• EXERCISE: Reproduce each line of the listing exactly.

• TASK INPUT:
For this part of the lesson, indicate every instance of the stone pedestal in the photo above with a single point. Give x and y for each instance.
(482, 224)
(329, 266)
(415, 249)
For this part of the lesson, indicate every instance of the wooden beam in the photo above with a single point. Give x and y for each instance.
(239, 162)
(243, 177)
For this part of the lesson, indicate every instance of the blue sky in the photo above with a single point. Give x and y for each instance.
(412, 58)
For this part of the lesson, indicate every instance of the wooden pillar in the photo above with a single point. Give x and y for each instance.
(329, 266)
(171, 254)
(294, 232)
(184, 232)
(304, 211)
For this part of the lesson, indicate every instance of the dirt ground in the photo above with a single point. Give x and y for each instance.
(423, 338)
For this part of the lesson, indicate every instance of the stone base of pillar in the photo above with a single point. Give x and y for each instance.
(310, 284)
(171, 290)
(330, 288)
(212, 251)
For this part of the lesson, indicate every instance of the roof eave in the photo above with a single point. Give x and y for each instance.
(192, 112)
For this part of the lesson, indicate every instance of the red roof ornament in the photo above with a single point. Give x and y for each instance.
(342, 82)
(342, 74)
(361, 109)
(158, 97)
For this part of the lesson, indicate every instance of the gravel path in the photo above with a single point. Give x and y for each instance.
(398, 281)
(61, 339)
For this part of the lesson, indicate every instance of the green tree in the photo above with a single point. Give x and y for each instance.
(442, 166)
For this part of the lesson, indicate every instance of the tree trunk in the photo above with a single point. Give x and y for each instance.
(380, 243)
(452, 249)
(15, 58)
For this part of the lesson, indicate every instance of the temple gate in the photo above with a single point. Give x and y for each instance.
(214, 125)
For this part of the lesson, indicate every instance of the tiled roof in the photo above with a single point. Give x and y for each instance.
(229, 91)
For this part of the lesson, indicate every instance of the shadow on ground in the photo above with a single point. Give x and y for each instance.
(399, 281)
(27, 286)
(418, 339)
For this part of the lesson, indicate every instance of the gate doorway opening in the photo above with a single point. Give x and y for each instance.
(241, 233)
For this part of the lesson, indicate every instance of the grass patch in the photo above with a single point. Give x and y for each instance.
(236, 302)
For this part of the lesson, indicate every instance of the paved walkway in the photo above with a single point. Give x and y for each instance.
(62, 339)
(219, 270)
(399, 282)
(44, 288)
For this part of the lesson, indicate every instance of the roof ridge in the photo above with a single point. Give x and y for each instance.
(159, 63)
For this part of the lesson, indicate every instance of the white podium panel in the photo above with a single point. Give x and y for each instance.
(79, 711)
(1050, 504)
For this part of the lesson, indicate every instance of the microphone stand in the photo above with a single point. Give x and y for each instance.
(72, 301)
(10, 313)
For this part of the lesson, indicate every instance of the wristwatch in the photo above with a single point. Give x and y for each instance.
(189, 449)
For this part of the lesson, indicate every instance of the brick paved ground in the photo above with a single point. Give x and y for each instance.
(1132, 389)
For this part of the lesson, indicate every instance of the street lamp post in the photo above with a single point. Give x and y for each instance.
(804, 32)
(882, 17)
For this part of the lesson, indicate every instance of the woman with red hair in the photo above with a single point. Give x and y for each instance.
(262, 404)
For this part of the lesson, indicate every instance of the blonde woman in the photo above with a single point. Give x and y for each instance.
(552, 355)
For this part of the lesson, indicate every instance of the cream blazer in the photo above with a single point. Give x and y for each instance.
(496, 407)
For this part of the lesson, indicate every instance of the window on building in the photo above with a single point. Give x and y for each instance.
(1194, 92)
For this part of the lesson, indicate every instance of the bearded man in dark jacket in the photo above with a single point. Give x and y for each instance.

• TASK SOLUTION:
For this part of the lesson, indicate every instance of the stone pedestal in the photo above with a single point. Give x and y for each instance.
(482, 224)
(329, 266)
(415, 249)
For this part of the lesson, indicate every instance of the wooden beam in the photo above with a single point. Give x and y for each instance.
(239, 162)
(243, 177)
For this part of the lesson, indicate every instance of the blue sky in the photo above with a single point. Give x and y for each instance.
(412, 58)
For this part of the lesson, indicate every instance of the wooden pillar in the photo above with a single point. Give x and y for each instance.
(329, 266)
(171, 254)
(294, 232)
(184, 232)
(304, 211)
For this part of the lesson, indicate every instance of the dirt ground in the photo above with a single point. Give x and y for each instance.
(423, 338)
For this part of the lesson, indicate every instance of the stone base of pillar in the photo above with a single point. Give x and y for each instance.
(310, 284)
(171, 290)
(330, 288)
(212, 251)
For this part of the lesson, indicate every instance of the roof eave in the photo above with a single point. Give x and y for each instance.
(192, 112)
For this part of the lesson, indicate every instance of the red roof ornament in the photo above with a single point. Give x and y for each instance.
(342, 82)
(342, 74)
(361, 109)
(158, 97)
For this part of the lesson, indicate every instance of the gravel path in the photo above with a single point. Give x and y for each instance.
(398, 281)
(61, 339)
For this part of the lesson, indicate every instance of the green tree in the photo above with a single point. Give x and y for each instance.
(442, 166)
For this part of the lesson, indicate every instance of the tree trunk in the photo above with a single point. Give x and y for each instance.
(380, 243)
(452, 249)
(15, 58)
For this part of the lesson, indicate every instance of the temple gate in the photo above with a single point. Give x and y for each instance.
(214, 125)
For this part of the lesson, indicate every instance of the tiled roof in the photo above with a single point. Give x and y for each instance.
(229, 91)
For this part of the lesson, indicate every instance of the shadow on ground in the photo above with a single point. Give x and y for each instance.
(399, 281)
(27, 286)
(418, 339)
For this part of the lesson, indicate every instance of the gate doorway opening in the photo above with a single point. Give x and y for each instance.
(241, 233)
For this part of the lesson, indicate every instance of the grass patch in the photo above with a single point. Give x and y for each instance.
(236, 302)
For this part of the lesson, indicate every instance of the paved walkway in the photo above with a single point. Give x and y for each instance.
(62, 339)
(219, 270)
(399, 282)
(44, 288)
For this part of the lesson, indicate every instance of the roof ridge in the photo above with a single point. Give x and y for each instance.
(159, 63)
For this part of the lesson, indicate every instance of the white podium panel in the photo above with a single point. Give x and y for each instance.
(79, 711)
(1050, 504)
For this part of the lesson, indicate every instance of the microphone stand in the photo above with a single point. Give x and y for each instance.
(72, 301)
(10, 313)
For this part of the lesson, indicate every instance of the wristwatch in the photo above with a single point. Give x and y for each instance.
(189, 449)
For this part of the lesson, indicate every instance of the brick paved ground in the photo above with a single point. Give x and y for each instance.
(1132, 389)
For this part of the lesson, indicate every instance of the street lamp post in the photo above with a single point. Give x and y for each instance.
(804, 32)
(882, 17)
For this part of the lesson, indicate every instance of the woman with red hair in the photo above with a single point. Give x and y for each instance.
(262, 404)
For this part of the lesson, indicate every instance of the blonde woman in the photo above with a single point. Give x and y for each instance.
(552, 355)
For this part of the lesson, indicate every instance of the cream blazer in the photo above with a single point. Give x and y for each instance.
(496, 407)
For this part of the lesson, indicate every instance of the window on building in the photo above with a single point. Give x and y for each instance.
(1194, 92)
For this part of the lesson, indicate every instance of the bearded man in dark jacket in the photo above with a single point. Give x and y for each instance.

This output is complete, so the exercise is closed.